Edit the entries below, replacing every "Performance-review request" with "Labeling request" and leaving all other text unchanged. Leave the pictures out of your output.

BEGIN

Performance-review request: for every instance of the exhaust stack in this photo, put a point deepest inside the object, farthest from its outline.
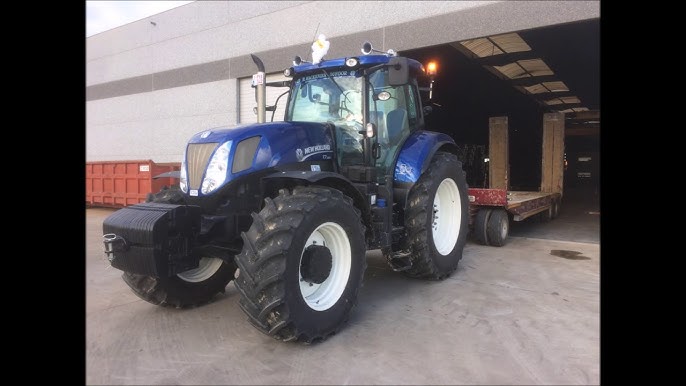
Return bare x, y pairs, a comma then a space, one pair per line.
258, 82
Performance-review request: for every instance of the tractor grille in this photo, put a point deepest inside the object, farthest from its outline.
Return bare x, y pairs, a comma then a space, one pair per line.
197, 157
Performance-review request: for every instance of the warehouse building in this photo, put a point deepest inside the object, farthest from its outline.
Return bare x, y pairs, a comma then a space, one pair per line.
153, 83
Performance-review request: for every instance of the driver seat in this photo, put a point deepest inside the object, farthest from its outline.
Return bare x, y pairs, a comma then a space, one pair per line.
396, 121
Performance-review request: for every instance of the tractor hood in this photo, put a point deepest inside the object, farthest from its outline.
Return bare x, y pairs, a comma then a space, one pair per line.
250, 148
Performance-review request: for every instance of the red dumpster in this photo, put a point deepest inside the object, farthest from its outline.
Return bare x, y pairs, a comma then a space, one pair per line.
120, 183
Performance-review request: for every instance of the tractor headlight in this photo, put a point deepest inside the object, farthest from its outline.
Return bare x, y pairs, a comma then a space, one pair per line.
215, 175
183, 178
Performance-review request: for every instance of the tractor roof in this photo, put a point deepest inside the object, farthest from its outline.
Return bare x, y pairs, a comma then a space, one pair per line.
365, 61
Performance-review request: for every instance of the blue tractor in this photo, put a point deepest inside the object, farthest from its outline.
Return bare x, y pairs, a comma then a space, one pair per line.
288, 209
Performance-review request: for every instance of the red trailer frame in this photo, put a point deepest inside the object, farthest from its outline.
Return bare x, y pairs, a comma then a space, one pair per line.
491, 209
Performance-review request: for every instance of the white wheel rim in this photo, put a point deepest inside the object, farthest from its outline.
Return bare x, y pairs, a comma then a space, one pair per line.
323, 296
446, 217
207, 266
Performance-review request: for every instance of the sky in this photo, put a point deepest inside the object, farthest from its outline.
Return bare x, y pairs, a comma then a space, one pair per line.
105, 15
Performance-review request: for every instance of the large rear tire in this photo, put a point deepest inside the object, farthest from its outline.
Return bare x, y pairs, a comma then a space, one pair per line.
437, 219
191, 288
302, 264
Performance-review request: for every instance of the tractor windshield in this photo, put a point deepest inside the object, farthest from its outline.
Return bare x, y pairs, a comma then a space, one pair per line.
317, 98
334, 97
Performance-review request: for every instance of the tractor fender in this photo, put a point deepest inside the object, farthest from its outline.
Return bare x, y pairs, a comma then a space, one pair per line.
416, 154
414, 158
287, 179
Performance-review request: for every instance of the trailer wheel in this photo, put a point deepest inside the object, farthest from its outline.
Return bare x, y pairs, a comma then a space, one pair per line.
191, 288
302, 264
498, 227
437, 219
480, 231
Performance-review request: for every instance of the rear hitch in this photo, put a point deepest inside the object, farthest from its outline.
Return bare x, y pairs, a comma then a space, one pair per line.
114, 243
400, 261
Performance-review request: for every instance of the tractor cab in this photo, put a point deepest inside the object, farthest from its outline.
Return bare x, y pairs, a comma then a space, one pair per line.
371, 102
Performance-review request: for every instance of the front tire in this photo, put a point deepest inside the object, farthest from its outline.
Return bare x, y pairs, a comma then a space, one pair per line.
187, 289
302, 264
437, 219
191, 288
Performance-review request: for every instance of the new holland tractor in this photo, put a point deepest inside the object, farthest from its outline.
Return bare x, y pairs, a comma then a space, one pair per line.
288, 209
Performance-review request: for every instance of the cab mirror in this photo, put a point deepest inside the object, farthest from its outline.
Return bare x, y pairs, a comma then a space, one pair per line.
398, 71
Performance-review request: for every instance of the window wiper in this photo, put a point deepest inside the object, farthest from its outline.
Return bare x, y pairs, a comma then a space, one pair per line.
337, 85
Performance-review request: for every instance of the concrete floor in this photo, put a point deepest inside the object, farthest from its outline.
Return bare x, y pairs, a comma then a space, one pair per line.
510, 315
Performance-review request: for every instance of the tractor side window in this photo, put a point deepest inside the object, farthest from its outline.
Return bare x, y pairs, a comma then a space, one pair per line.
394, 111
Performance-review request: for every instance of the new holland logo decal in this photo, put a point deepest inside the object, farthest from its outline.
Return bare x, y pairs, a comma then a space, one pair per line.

END

### Answer for the task
Labeling request: for every instance of the exhaust stack in this photo, put a point deepest inside the object, farthest from its outline.
Return bare x, y pairs, a comma then a space, one pair per line.
258, 82
Labeling request: for every instance of the tractor grille in this photo, put a point deepest inside the object, farthest from its outline.
Return bare x, y pairs, a comma then a space, one pair per line.
197, 157
Labeling request: for every instance of the warehouse building in this photo, put a point deepest inside the object, farthest from its outline.
Return bare x, y pairs, a comma then a space, one pair per line.
153, 83
Labeling request: for every instance of the driver seat in this photo, put a point deepest inside the object, farthest from its outline.
Return bare x, y pairs, a comma then a space, one pair per line.
396, 121
Labeling request: for every instance of the tractor hood in this photo, put a point deepest inside the object, farthest from its outline.
Return bare x, y pairs, a comma then a space, one pair per line.
250, 148
Labeling request: for every instance of the red dumpster in this photo, put a point deepest inside the object, farthest from its outline.
Return bare x, y pairs, a comma then a space, one pair per line.
120, 183
Labeling request: for every instance of the tractor headlight in this photo, put a point deepest inside the object, farthest from its outline.
Return bare x, y pairs, a comma then a space, one pair per line.
215, 175
183, 178
Labeling request: for every instance of the tractor roof in this photo, put a point deepest inside the object, farthest from its outline.
Return bare x, y pairs, a comma then a space, one pair per line.
365, 61
Labeling request: for every instance of the blue tractor in this photo, put a point deepest inside the object, farthest from its outline.
Return bare x, y pairs, a comma then a space, one pair per line.
288, 209
Labeling request: for every instance of the red trailer frame in this photo, put a point deepest inside the object, farthest from its outline.
Return bare x, y pairs, a comma then a space, one pair per line.
491, 209
Labeling request: for every instance of the white wheel rim in this photo, put a point deepest inside the object, farthest from its outline.
Return bare x, y pairs, a comma then a space, one pair per line.
323, 296
446, 217
207, 266
Labeling request: for every instance of the sky in this photo, put a point deepest inside the object, farthest from its outline.
Return bare x, y pairs, a comma then a space, one pair per line.
105, 15
Labeling request: for every instance of the large rear tire in this photo, put a point deepest inside the object, farthest from its outline.
Return bare x, y pairs, a comma then a space, one pair per line.
437, 219
191, 288
302, 264
Labeling request: for every instance of the tractor windshield in this photo, put a point deepest inside the object, farthest from its outline.
Return bare x, y pairs, a comma then a space, one pair per line.
317, 98
334, 97
Labeling request: for every instance of the tractor fender in this photo, put a point deepest inside the object, farthest from its outline.
Return bare x, y pairs, a comma then a space, one pair per line.
416, 154
414, 158
287, 179
Labeling request: for every instance of the trailer wheel in this photo, put a point deepest inside the object, farthest from its outline.
Return bare x, y pairs, a comma then a space, one pair per line.
191, 288
302, 264
498, 227
437, 219
480, 231
Labeling request: for every instance of the rear hitch in this photo, put a point deepest inside the object, farthest from its outline.
Return bare x, y pairs, a comma then a space, one pair per line.
114, 243
400, 261
Labeling request: for every instance of the tractor cab in this photo, put a point deepest inside the object, farthest from its outline.
Return bare x, y pairs, a comma then a space, one pair per line.
371, 102
Labeling request: for every instance of the front tire in this photo, put a point deepest inside the object, farthest from its outline.
Return bare x, y pairs, a comma then a space, one pair per line.
187, 289
302, 264
437, 219
191, 288
Labeling request: for every instance of the new holland tractor in this photo, put a point deepest inside the object, farthest from its outline.
Return bare x, y pairs, a comma then a space, one pair per line.
288, 209
Labeling request: for every instance of the cab mirror in this photo, put a point deepest inside the object, farthest from its outline.
Return bare x, y pairs, a comma then a space, one pair per line.
398, 71
Labeling request: for every instance of the window wiper in this photo, put a point deepest inside the object, farthest from its outline.
Return bare x, y pairs, a comma then a space, one pair per line.
337, 85
Labeling request: for every instance of the concrete floor in this photo, put a point deepest inside the object, farthest from its outline.
Return bare x, y pairs, a comma then a space, one pair per line.
510, 315
Labeling request: for every instance of the tractor side window in this photo, put a point deepest inside the object, farthest from its outline.
Return bare x, y pairs, a comma then a space, one pair per line.
394, 111
Labeling request: for every instance of the new holland logo decal in this photo, put a point deepest inside the object, farthest from its outline.
Return bare x, y pairs, a comma then a space, one pair per line.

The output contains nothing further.